» Referring expression pointing data:

+-------+

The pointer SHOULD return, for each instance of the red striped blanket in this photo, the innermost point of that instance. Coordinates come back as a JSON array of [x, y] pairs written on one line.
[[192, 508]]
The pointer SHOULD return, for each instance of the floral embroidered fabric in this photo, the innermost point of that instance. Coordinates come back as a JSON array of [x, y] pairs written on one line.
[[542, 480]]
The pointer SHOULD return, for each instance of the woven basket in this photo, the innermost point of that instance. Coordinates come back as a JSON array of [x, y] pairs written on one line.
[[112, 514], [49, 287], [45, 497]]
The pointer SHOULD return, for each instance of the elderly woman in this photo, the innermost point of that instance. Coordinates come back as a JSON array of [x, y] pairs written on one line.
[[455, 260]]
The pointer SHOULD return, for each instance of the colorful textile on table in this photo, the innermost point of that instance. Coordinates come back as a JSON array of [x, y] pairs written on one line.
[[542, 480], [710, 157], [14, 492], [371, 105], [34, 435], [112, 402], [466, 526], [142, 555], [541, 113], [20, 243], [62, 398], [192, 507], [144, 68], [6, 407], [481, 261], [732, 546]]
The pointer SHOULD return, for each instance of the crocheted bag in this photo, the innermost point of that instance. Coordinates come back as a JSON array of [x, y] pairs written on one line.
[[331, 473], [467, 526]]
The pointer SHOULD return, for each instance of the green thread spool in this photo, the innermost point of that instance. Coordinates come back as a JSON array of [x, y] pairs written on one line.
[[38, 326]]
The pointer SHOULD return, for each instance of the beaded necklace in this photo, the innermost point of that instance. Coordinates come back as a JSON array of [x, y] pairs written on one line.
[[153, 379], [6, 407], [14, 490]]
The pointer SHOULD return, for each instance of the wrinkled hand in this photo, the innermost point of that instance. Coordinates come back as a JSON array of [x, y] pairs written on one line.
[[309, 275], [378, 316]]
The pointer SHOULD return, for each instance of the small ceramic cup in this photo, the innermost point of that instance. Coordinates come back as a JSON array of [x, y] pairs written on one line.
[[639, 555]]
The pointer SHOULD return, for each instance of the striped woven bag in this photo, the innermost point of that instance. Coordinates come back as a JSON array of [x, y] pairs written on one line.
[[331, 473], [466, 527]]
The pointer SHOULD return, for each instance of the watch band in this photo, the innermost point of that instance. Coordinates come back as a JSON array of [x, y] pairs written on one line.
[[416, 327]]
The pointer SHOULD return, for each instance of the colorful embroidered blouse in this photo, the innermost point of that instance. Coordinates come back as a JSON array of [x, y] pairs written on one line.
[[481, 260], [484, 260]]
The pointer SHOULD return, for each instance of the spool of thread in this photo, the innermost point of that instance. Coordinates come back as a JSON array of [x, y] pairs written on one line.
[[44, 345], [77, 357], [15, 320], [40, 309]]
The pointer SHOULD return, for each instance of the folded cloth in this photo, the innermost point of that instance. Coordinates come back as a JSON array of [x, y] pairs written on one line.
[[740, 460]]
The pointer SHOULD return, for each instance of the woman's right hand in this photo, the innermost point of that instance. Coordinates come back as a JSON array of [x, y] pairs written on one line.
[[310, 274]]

+-------+

» ABOUT THIS TASK:
An exact copy of every record is needed; write it out in full.

» FINISHED EXERCISE:
The pointer SHOULD return, for each instance of the red striped blanket in this photo, the innermost point of that instance. Coordinates come back as a JSON array of [x, y] pairs written on one line.
[[192, 508]]
The pointer SHOULD return, for each instance of the floral embroidered fabric in this photo, the innermost point of that instance. Coordinates come back as a JSON array of [x, y] pairs written on one line.
[[542, 480]]
The pointer SHOULD return, for each instance of the woven basket in this photo, the innermost point of that instance. Coordinates come back as a JSON array of [x, y] pairs written on one line.
[[112, 514], [49, 287], [45, 497]]
The pointer SHOULD return, for each instance of the elderly woman in this photo, the innermost point of that instance. Coordinates come back as a JSON array of [x, y] pairs written on one line.
[[455, 260]]
The pointer SHOULD return, for each instance of the colorful textile on table in this photo, the innermost point of that instance. Coordinates come back as a JSON array of [x, y] pairs written on one line.
[[542, 480], [710, 157], [14, 492], [371, 105], [34, 435], [112, 402], [466, 526], [142, 555], [541, 113], [20, 243], [62, 398], [192, 507], [144, 68], [6, 407], [481, 261], [732, 546]]
The pointer SHOULD return, for each instance of the crocheted bag in this photo, the innermost point of that instance. Coordinates come back as a JSON array of [x, y] pairs written on one line.
[[331, 473], [467, 526]]
The pointer SHOULD return, for each instance of the green thread spool in this photo, the innermost point of that instance. Coordinates come back as a JSON array of [x, y] pairs written on one line.
[[38, 326]]
The pointer SHOULD return, for each instance of the beaded necklace in this photo, the innermost point of that instance. Coordinates come back as a JSON array of [x, y] pairs written on one line.
[[153, 379], [6, 407], [14, 490]]
The pointer SHOULD return, for each instance of the wrinkled hand in this photo, the innermost point of that instance. Coordinates come back as a JSON array of [x, y] pairs written on one line.
[[309, 275], [378, 316]]
The pointer SHOULD return, for each instance of the small ceramic cup in this photo, the innermost point of that instance. Coordinates come back as a JSON array of [x, y] pairs written on one line.
[[639, 555]]
The pointer SHOULD return, for each instance of the striped woven bag in this photo, the innermost point of that instance. Coordinates come back as a JSON array of [x, y] pairs written on one line.
[[331, 473], [466, 527]]
The pointer SHOULD return, for each instance of the watch band in this photo, the innermost point of that instance. Coordinates come back as a JSON array of [x, y] pairs written on one line.
[[416, 327]]
The pointer SHOULD return, for each instance of the colorful embroidered blouse in this photo, the innermost point of that instance. Coordinates come back as a JSON array of [x, y] pairs written on one line.
[[481, 260], [484, 260]]
The pointer SHOULD return, for each instance of the spool of thread in this photo, the innermost point of that instance. Coordinates come back as a JSON array of [x, y] pairs written on one line.
[[44, 345], [77, 357], [15, 320], [40, 309]]
The pointer SHOULD return, for each instance of the folded cloth in this photo, the innermost point of that instance. Coordinates come back as a JSON array of [x, y] pairs written on one line.
[[740, 460]]
The pointer SHOULD return, for each instance of the woman's right hand in this photo, the innermost point of that instance. Coordinates come back as a JSON array of [x, y] pairs written on one line.
[[310, 274]]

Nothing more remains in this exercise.